Express the text lines of the entries below as a JSON list of strings, one string per line, leaving out blank lines and the pictures.

* * * * * * * * *

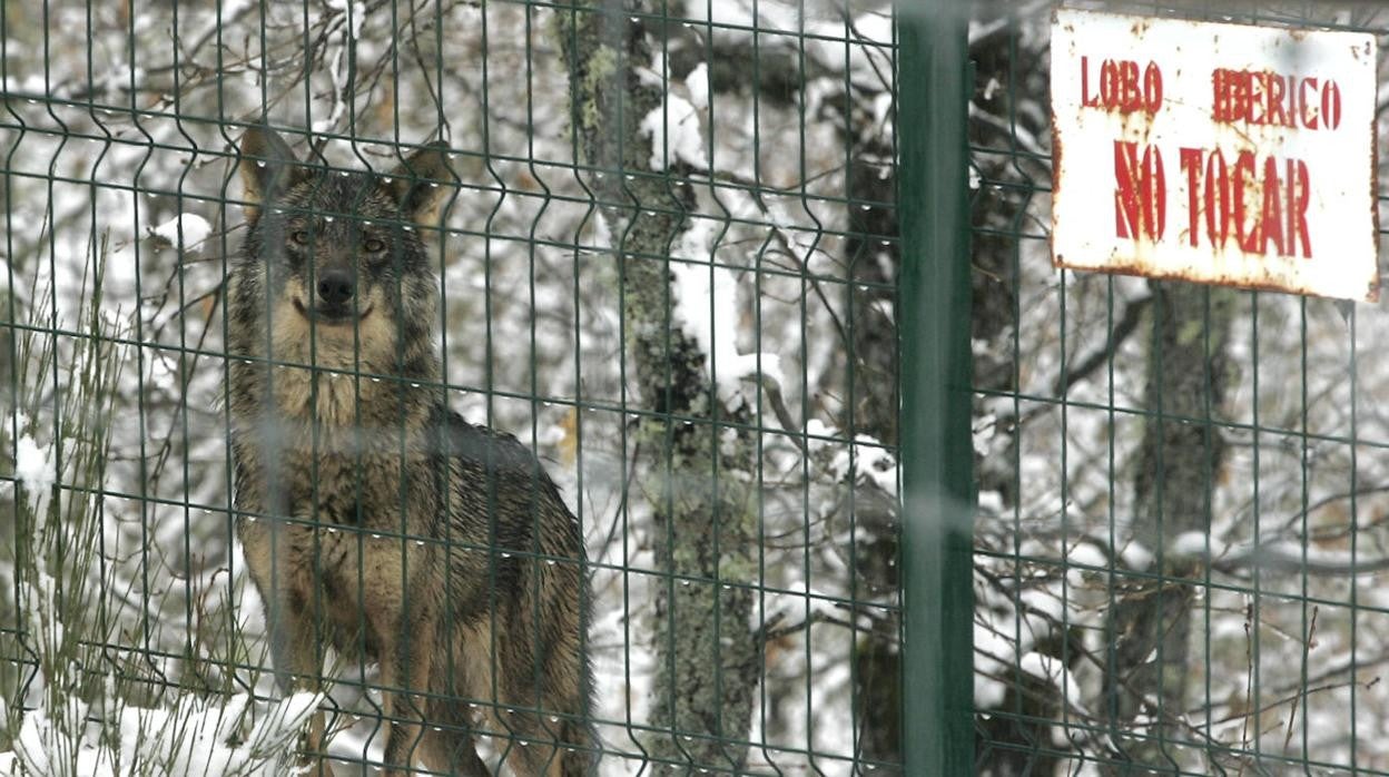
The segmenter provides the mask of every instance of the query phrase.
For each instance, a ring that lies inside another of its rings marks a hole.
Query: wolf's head
[[[247,234],[228,291],[229,347],[329,370],[428,377],[438,288],[421,227],[456,181],[446,146],[389,174],[300,161],[267,128],[240,143]]]

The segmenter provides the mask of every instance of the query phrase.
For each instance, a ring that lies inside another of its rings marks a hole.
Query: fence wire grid
[[[1068,6],[1368,32],[1383,83],[1379,3]],[[1053,271],[1051,10],[970,28],[976,770],[1385,774],[1381,306]]]
[[[1379,309],[1054,271],[1053,7],[0,6],[0,773],[1389,774]]]
[[[0,773],[901,773],[895,60],[0,6]]]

* * * * * * * * *

• _Task answer_:
[
  "The segmenter provides the mask of every instance of the query phrase.",
  "For each instance, a ring that lies inside another of its rings marks a hole.",
  "Query: wolf's head",
  "[[[247,234],[228,291],[229,347],[329,370],[428,377],[438,288],[421,227],[456,181],[446,146],[389,174],[300,161],[267,128],[240,143]]]",
  "The segmenter provides the mask of every instance of the query phrase.",
  "For each instance, a ring that lies inside another of its rings marks a hole.",
  "Query: fence wire grid",
  "[[[1068,6],[1368,32],[1383,83],[1379,3]],[[1053,271],[1051,10],[970,28],[976,770],[1385,774],[1381,306]]]",
  "[[[1379,309],[1054,271],[1053,7],[0,6],[0,773],[1389,774]]]",
  "[[[0,773],[901,773],[895,60],[0,6]]]"
]